- Tarefas a realizar
1. De acordo com o discurso aos doentes, por que quem carrega o peso da doença não está sozinho no seu sofrimento? Responda em uma a três frases.
2. Prossiga o discurso aos doentes a partir da última frase apresentada.

- Texto do exercício
Discurso no encontro com o mundo do sofrimento no Cntro Card. Paul Emile Léger -C.N.R.H
(19/3/2009) Senhores Cardeais, Senhora Ministra dos Assuntos Sociais, Senhor
Ministro da Saúde, Amados Irmãos no Episcopado, nomeadamente D. Joseph Djida, Senhor
Director do Centro Cardeal Léger, Gentil pessoal sanitário, queridos doentes!
Desejei
vivamente transcorrer estes momentos convosco e sinto-me feliz por poder saudar-vos.
Uma saudação particular dirijo a vós, irmãos e irmãs que carregais o peso da doença
e do sofrimento. Sabeis que não estais sozinhos no vosso sofrimento, porque o próprio
Cristo está solidário com aqueles que sofrem. Revela aos doentes e enfermos o lugar
que têm no coração de Deus e na sociedade. O evangelista Marcos oferece-nos como exemplo
a cura da sogra de Pedro: Esta estava doente no leito «e logo Lhe falaram dela. Jesus
aproximou-Se, pegou-lhe pela mão e fê-la levantar-se» (Mc 1, 30-31). Nesta
passagem do Evangelho, vemos um dia passado por Jesus junto dos doentes, para os aliviar.

[Entradas de dados armazenadas]
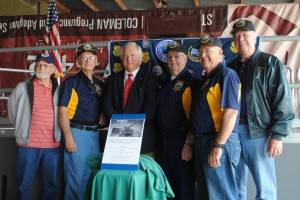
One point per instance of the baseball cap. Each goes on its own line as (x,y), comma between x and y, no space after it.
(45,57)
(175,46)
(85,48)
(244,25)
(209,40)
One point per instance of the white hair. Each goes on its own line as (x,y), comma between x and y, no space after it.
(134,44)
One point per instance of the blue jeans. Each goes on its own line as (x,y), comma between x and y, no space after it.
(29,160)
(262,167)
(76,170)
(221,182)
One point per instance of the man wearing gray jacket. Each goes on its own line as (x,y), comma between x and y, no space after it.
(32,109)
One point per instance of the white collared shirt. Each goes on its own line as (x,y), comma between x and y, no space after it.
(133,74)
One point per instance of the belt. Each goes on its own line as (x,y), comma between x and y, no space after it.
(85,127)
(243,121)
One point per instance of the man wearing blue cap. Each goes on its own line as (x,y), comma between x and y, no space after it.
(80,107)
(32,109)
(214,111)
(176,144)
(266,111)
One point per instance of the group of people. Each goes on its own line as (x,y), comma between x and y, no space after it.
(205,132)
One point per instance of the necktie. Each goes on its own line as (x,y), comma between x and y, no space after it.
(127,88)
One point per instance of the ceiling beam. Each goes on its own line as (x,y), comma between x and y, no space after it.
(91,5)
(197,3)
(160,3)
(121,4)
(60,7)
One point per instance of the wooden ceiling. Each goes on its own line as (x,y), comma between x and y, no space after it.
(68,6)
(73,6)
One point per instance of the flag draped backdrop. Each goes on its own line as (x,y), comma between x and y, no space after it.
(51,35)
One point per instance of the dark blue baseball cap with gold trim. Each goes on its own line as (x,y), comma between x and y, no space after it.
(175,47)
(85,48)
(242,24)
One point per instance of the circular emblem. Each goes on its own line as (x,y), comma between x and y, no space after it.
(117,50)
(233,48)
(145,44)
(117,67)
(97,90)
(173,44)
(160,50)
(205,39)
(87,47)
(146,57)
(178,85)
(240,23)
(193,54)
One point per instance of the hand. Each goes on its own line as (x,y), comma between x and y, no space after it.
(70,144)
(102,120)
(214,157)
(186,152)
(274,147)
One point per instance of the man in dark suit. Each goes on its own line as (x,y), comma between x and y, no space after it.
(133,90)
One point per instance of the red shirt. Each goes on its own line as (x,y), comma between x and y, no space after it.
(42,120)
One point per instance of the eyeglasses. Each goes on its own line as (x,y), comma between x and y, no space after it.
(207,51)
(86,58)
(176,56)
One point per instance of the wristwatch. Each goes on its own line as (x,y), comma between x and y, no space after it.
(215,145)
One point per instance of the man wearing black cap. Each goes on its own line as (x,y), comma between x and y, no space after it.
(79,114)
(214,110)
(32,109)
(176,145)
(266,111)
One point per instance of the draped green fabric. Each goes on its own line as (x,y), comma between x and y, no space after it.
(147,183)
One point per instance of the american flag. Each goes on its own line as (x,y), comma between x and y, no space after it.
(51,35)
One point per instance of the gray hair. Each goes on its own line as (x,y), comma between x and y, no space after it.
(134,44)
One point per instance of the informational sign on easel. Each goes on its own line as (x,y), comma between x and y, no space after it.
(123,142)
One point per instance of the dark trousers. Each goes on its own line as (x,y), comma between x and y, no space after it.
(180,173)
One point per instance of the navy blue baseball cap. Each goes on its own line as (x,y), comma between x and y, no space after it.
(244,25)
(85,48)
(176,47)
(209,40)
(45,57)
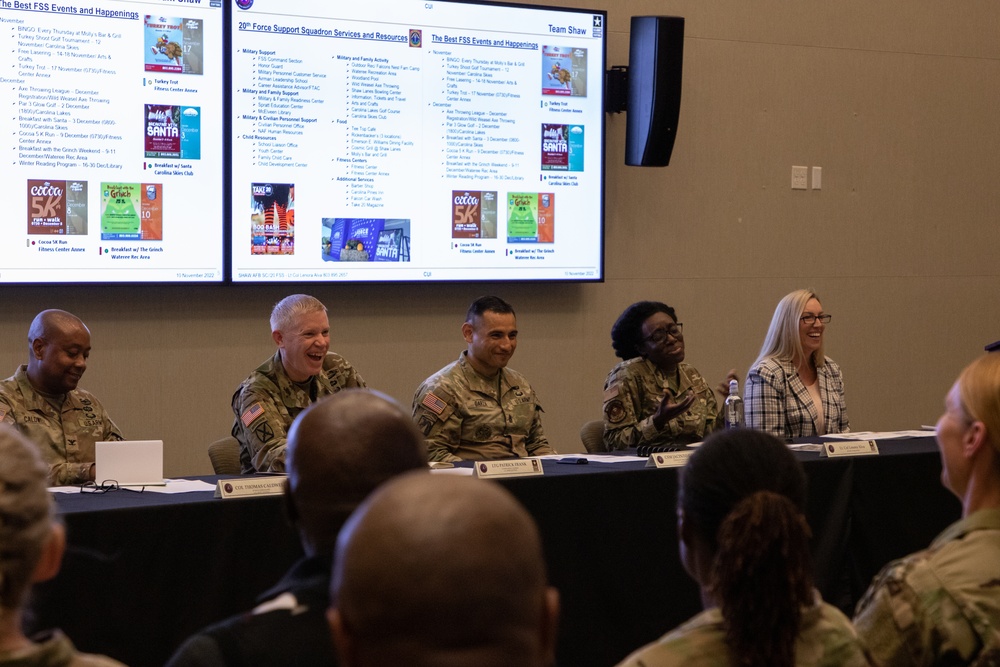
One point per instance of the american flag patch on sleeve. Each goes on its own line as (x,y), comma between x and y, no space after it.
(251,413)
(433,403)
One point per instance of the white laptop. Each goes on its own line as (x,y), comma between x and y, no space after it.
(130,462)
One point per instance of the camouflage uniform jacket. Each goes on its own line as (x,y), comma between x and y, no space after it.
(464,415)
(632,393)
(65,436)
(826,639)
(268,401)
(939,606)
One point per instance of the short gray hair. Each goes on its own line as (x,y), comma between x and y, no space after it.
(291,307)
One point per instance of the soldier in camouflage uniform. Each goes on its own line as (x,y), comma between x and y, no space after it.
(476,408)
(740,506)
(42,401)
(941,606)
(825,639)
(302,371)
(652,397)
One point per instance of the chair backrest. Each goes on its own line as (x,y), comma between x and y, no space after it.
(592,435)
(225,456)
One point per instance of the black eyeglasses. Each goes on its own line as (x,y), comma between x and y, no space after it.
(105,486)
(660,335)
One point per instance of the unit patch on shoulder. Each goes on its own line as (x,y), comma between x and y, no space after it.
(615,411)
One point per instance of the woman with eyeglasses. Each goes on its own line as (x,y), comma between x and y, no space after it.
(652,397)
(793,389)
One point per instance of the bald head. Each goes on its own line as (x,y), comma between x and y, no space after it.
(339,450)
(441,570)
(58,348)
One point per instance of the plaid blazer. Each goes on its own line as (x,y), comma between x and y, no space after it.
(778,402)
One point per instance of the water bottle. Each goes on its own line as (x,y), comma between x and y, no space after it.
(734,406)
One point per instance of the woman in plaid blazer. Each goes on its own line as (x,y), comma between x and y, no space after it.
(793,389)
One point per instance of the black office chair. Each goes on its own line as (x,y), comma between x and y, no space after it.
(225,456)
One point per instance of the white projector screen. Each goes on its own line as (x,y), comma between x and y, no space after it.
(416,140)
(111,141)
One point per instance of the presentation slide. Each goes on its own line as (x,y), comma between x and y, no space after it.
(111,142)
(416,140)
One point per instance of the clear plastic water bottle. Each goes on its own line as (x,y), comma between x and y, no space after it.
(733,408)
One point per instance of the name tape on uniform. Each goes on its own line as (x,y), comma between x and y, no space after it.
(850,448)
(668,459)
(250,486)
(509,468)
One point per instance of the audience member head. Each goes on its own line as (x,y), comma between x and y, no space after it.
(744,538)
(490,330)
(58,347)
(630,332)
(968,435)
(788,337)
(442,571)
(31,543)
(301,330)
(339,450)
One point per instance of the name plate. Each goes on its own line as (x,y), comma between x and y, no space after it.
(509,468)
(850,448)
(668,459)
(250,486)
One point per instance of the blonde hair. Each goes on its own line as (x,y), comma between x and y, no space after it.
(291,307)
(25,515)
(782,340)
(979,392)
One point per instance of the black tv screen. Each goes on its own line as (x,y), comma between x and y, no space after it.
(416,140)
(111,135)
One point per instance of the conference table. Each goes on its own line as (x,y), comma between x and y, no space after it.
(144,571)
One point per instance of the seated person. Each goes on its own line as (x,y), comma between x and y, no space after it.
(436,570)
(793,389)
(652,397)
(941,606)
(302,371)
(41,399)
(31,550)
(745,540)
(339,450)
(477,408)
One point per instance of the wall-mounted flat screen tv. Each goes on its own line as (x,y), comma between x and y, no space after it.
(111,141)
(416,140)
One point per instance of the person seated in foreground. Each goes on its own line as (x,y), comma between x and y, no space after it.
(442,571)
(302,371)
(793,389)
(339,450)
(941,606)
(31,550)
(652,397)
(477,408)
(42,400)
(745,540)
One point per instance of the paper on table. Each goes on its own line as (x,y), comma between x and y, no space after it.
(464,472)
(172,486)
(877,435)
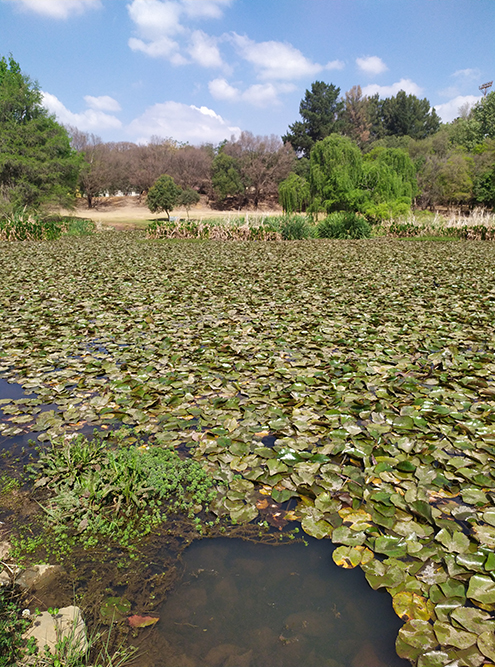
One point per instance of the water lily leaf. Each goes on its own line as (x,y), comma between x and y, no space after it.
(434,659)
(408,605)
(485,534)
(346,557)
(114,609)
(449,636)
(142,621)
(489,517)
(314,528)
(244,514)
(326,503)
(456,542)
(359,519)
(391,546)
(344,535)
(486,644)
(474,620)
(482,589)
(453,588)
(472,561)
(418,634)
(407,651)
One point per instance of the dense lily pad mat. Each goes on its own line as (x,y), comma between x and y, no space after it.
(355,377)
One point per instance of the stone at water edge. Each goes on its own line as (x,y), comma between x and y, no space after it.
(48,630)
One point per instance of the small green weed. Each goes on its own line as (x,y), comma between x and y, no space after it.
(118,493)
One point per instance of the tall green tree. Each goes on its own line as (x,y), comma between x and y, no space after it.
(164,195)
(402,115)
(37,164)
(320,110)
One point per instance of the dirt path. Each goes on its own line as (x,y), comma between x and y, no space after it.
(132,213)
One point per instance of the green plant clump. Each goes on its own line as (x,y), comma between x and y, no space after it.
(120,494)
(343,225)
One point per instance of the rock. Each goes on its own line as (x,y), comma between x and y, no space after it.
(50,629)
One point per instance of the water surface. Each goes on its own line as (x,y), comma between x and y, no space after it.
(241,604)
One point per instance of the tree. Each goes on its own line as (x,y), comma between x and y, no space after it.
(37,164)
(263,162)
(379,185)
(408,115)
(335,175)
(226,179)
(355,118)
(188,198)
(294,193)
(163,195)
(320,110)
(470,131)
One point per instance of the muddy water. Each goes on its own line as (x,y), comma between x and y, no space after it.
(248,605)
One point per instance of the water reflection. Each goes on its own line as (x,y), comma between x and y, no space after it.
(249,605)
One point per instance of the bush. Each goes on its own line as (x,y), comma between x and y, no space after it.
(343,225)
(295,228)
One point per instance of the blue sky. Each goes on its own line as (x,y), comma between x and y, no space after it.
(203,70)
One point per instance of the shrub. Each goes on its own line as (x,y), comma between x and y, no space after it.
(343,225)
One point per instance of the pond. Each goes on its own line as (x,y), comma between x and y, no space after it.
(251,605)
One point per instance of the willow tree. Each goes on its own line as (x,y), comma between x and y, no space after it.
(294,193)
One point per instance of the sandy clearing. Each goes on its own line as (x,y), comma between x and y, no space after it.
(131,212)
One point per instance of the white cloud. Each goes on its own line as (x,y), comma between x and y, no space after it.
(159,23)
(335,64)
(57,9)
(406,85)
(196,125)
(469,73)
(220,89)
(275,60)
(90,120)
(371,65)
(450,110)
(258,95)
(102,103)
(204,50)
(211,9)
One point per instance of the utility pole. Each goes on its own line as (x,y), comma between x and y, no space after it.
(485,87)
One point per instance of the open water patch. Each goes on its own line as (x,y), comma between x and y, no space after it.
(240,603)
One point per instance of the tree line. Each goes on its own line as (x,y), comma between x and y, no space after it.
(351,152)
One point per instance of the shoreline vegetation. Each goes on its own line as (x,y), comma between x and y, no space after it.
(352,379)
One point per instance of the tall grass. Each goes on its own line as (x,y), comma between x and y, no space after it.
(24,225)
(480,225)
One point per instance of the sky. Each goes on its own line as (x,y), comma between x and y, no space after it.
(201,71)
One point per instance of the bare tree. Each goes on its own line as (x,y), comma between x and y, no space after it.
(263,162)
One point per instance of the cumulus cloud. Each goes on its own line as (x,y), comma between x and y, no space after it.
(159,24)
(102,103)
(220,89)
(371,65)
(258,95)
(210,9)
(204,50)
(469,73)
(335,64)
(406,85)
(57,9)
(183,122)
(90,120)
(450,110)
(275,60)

- Respostas em ordem
1. Porque o próprio Cristo está solidário com aqueles que sofrem.

2.
Ele revela-nos ainda, com gestos concretos, a sua ternura e benévola atenção para
com todos aqueles que têm o coração despedaçado e o corpo ferido. Daqui deste Centro
que tem o nome do Cardeal Paulo Emílio Léger, que veio do Canadá para o vosso meio
a fim de tratar dos corpos e das almas, não esqueço aqueles que, na própria casa,
nos hospitais, nos estabelecimentos especializados ou nos dispensários, são portadores
duma deficiência, motora ou mental, nem aqueles que trazem na sua carne os sinais
das violências e das guerras. Penso também em todos os doentes e de modo especial
aqui, na África, naqueles que são vítimas de doenças como a sida, a malária e a tuberculose.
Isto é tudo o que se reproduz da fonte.